Textauszug:
★ ★ ★ ★
Angesagt waren sonst ernste Themen wie Traumatisierung durch Krieg und Vergewaltigung oder die Trauer der Hinterbliebenen. Am radikalsten erzählt Peter Stricksland in seinem archaischen Rachedrama „Katalin Varga“ davon. Als die Titelfigur dieses Films von ihrem Mann verstoßen wird, weil er erfährt, dass er nicht der Vater des etwa neunjährigen Sohnes ist, macht sich die Frau auf die Suche nach den Männern, die sie damals vergewaltigten. Brutal tötet sie den ersten mit einem mit Steinen gefüllten Strumpf, während sie sich dem zweiten zu erkennen gibt und in Gegenwart seiner Frau detailreich von ihrer Vergewaltigung erzählt. Umbringen wird sie ihn nicht, denn mit der Schuld – und nicht nur mit der damaligen, sondern auch mit den Kreisen, die sie in der Gegenwart zieht - leben zu müssen, wird für ihn schlimmer sein. Und auch für Katalin gibt es keine Erlösung, vielmehr führt ihre Rache am ersten Vergewaltiger zu einer Vergeltungsaktion des Bruders.
★ ★ ★ ★
Aufgaben:
**A)** Zähle alle Figuren aus dem Film „Katalin Varga“ auf, die in der Filmkritik vorkommen.
**B)** Schreib die Filmkritik im Anschluss an ihren letzten Satz weiter.
Die Datensätze spielen hierfür keine Rolle.

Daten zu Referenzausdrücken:
★ ★ ★ ★
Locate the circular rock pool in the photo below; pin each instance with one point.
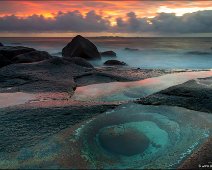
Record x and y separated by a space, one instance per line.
137 136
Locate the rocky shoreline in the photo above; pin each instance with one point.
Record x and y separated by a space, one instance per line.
54 79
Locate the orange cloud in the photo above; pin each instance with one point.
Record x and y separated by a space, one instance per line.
106 9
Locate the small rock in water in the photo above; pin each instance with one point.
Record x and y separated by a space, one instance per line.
81 62
108 54
114 62
131 49
32 56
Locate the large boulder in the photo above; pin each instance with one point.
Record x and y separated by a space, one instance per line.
12 51
114 62
81 62
32 56
81 47
108 54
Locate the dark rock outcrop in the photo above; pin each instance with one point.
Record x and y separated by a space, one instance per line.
81 62
30 57
114 62
4 61
81 47
108 54
55 74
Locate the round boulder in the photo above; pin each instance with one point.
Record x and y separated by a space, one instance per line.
114 62
81 47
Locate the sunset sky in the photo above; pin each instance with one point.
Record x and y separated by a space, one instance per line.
98 18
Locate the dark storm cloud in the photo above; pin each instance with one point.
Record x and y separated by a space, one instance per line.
198 22
71 21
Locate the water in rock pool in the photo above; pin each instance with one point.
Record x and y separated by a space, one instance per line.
123 91
130 136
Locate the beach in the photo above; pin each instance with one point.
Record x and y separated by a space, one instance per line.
56 110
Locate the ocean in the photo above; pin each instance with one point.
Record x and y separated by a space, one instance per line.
160 53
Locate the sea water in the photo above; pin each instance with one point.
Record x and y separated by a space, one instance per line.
164 53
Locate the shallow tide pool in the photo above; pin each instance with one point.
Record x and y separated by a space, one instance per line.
130 136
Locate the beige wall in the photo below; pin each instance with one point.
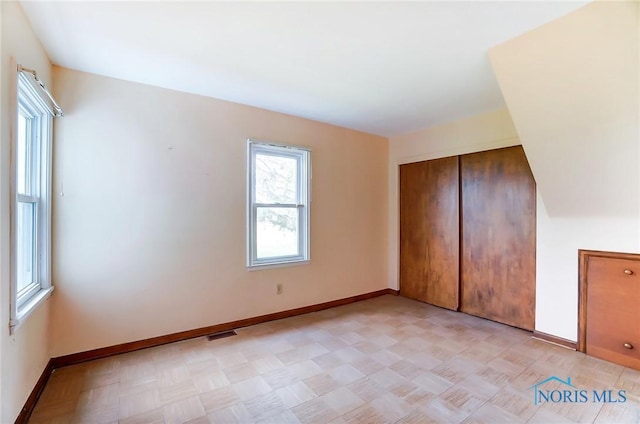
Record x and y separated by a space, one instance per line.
487 131
572 88
24 355
149 213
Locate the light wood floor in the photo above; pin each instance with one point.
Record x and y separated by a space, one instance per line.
385 360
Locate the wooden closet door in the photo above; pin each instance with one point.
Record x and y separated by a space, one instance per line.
429 237
498 237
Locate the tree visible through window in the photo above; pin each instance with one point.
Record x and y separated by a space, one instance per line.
278 202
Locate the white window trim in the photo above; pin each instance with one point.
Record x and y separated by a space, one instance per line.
22 308
304 205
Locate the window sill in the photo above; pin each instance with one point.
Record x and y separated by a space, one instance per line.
259 267
27 309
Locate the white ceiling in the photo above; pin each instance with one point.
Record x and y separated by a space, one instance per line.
382 68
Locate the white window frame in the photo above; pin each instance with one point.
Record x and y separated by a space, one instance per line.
302 205
30 103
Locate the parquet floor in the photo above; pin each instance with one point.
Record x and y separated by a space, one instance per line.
384 360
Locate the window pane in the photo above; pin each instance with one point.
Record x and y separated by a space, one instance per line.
22 167
276 179
277 232
26 245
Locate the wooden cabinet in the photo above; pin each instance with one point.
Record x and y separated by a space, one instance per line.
612 306
467 235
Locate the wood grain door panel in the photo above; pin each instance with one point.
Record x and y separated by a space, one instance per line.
613 314
429 237
498 237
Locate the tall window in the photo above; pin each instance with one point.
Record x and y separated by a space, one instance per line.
278 209
30 221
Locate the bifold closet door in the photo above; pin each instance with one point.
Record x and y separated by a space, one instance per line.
498 237
429 237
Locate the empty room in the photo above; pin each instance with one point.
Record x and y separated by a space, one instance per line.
320 212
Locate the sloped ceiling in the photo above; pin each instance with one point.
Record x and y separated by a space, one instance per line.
573 90
382 68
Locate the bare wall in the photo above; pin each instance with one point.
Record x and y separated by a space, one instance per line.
150 213
24 355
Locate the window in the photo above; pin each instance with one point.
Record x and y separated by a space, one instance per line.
30 218
278 204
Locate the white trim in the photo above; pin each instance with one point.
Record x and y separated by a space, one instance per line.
302 155
27 309
27 99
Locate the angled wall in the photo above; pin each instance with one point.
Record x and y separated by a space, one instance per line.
572 89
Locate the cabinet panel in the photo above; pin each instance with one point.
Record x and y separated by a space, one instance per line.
498 237
613 312
429 238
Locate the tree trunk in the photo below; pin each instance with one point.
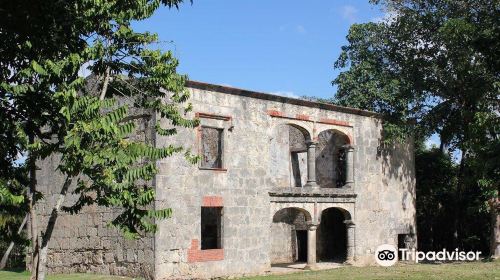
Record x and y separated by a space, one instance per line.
495 231
5 257
457 238
42 262
33 217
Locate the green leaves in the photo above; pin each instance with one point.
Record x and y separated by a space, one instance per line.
104 141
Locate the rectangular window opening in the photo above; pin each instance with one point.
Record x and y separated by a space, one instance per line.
211 228
211 147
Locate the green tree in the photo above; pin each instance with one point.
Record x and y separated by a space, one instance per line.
433 68
88 123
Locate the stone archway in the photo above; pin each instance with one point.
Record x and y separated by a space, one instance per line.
335 236
289 235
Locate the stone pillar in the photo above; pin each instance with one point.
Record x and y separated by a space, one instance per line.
349 158
311 165
351 247
311 246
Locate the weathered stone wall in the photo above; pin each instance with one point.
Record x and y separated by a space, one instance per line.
256 160
83 242
283 235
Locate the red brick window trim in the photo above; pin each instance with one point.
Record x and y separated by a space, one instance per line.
197 255
212 201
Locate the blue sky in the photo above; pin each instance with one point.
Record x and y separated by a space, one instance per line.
276 46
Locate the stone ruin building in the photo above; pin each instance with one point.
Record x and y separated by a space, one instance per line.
280 180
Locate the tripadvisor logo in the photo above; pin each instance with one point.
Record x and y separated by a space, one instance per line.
387 255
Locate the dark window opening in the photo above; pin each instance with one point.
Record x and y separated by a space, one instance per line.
211 147
301 245
341 168
211 228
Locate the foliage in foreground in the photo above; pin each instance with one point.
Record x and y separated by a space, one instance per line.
95 127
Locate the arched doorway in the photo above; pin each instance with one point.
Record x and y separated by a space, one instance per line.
332 235
289 236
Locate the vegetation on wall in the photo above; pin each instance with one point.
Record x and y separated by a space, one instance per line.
49 110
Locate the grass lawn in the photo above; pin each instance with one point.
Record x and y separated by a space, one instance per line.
24 275
476 270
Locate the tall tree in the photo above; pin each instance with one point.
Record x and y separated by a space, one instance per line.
54 111
432 68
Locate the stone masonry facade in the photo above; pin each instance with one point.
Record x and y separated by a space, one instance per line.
280 180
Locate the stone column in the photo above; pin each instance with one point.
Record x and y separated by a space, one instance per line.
311 165
350 226
349 158
311 246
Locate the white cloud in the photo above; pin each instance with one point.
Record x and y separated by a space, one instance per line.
349 13
300 29
388 17
286 94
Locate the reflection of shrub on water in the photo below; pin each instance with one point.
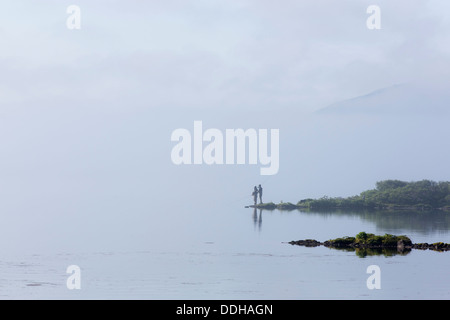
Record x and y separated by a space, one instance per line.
368 244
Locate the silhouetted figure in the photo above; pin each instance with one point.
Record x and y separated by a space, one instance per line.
255 195
260 193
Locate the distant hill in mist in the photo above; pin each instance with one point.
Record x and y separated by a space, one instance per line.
403 99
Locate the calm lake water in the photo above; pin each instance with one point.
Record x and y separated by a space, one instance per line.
234 253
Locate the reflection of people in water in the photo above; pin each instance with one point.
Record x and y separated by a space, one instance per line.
257 221
255 195
260 193
260 219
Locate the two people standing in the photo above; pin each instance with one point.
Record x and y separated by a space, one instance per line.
256 192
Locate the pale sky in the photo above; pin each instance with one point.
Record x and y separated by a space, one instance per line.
219 54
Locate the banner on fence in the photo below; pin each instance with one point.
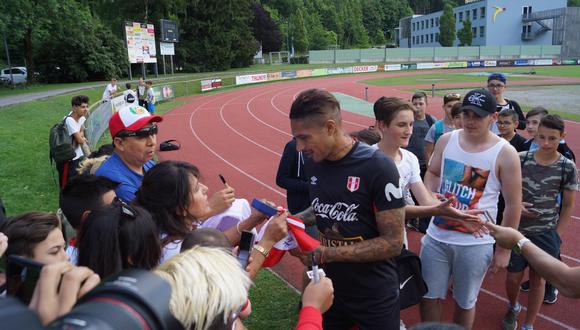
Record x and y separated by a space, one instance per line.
★ ★ ★ ★
Lösungen:
**A)** Katalin, ihr Mann, ihr etwa neunjähriger Sohn, der erste Vergewaltiger, der zweite Vergewaltiger, dessen Frau, der Bruder

**B)**
Zwischen statischen Szenen und solchen, in denen die Handkamera im Stil der belgischen Dardenne-Brüder hautnah der Protagonistin folgt, wechselnd und untermalt mit unheilschwangerer, die Ausweglosigkeit betonender Musik, entwickelt sich ein roher, der Zeit enthobener und in den geradezu mythisch wirkenden nebel verhangenen und waldreichen Karpaten spielender Film, der seine biblisch-religiösen Züge mit direktem Hinweis auf die zehn Gebote explizit nach außen kehrt. – Kein Film, den man mögen muss oder kann, aber zumindest einer, der sich in kein Schema einordnen lässt.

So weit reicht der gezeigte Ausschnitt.